**Stated exercise A:**
Count the lines in the listing below that contain the string "output", and give only that number.

Monday, March 10, 2008

Book Review: The Key to Rondo

The Key to Rondo
by Emily Rodda

It all started when Leo inherited Aunt Bethany's music box. The music box is beautifully painted with tiny, detailed scenes that Leo loves examining with a magnifying glass. It also comes with rules: never wind the box more than three times; never turn the key while the music is playing; never pick up the box while the music is playing; and never close the lid until the music has stopped. Aunt Bethany left the box to Leo because she knew that Leo is the responsible type who will follow the rules. But when Leo's obnoxious cousin Mimi Langlander comes to stay, the rules get broken and the unexpected happens.

Mimi and Leo discover that the music box is the gateway to the land of Rondo, and together they travel to Rondo to rescue Mimi's dog Mutt, who has been kidnapped by the evil Blue Queen. Leo doesn't even want to be in Rondo. He doesn't want to risk his life to help Mimi find her annoying dog. But Mimi is determined to rescue Mutt, and Leo can't just abandon her. But what Leo learns in Rondo convinces him to stay; he realizes that they must do more than just rescue Mutt. Rondo needs their help, and Leo isn't leaving until they do what needs to be done.

Image box annotation records
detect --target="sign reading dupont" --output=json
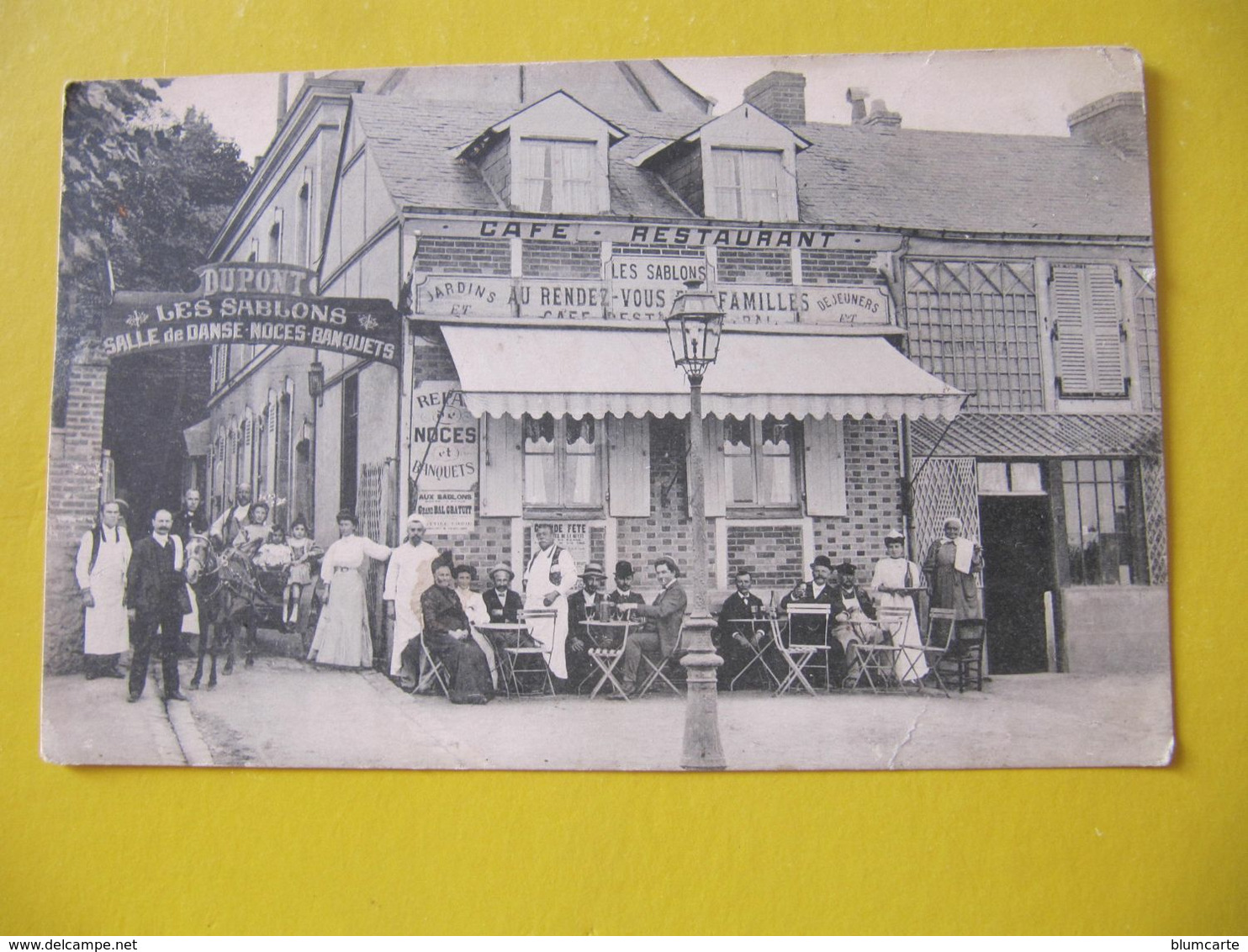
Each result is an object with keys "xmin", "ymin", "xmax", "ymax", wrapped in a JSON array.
[
  {"xmin": 103, "ymin": 265, "xmax": 402, "ymax": 367},
  {"xmin": 410, "ymin": 381, "xmax": 479, "ymax": 535}
]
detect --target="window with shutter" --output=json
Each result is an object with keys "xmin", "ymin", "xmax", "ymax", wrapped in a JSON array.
[
  {"xmin": 513, "ymin": 139, "xmax": 605, "ymax": 214},
  {"xmin": 1050, "ymin": 265, "xmax": 1127, "ymax": 397}
]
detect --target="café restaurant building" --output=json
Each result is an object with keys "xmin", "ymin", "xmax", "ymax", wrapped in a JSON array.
[{"xmin": 206, "ymin": 61, "xmax": 1165, "ymax": 670}]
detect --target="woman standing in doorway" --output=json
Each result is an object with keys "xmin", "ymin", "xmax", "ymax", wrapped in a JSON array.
[
  {"xmin": 923, "ymin": 516, "xmax": 983, "ymax": 619},
  {"xmin": 309, "ymin": 509, "xmax": 390, "ymax": 668}
]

**Stated exercise B:**
In the book review, who kidnapped Mimi's dog Mutt?

**Reply A:**
4

**Reply B:**
The evil Blue Queen kidnapped Mutt.